─── Record set
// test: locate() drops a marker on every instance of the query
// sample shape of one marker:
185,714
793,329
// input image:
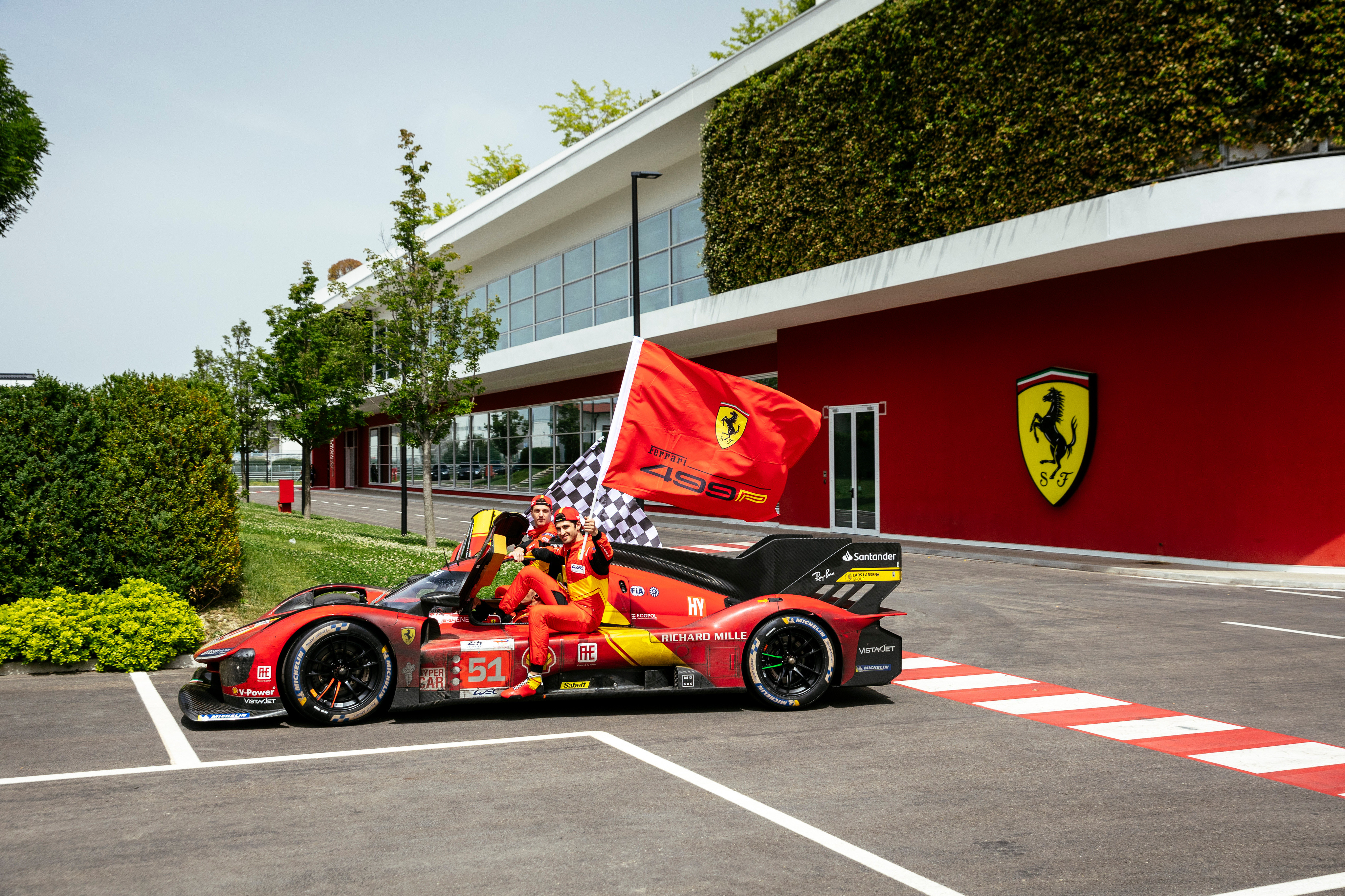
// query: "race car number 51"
489,670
──────
Directions for this task :: Put every line of the material above into a numbered list, skipping any blank lines. Leave the pictures out of your answer.

Final result ::
1. // test: locate() drops a marker on every instance of the query
2. // sample shape of one marker:
3. 185,714
4. 793,329
5. // input image:
6. // query: "race car number 51"
7. 489,670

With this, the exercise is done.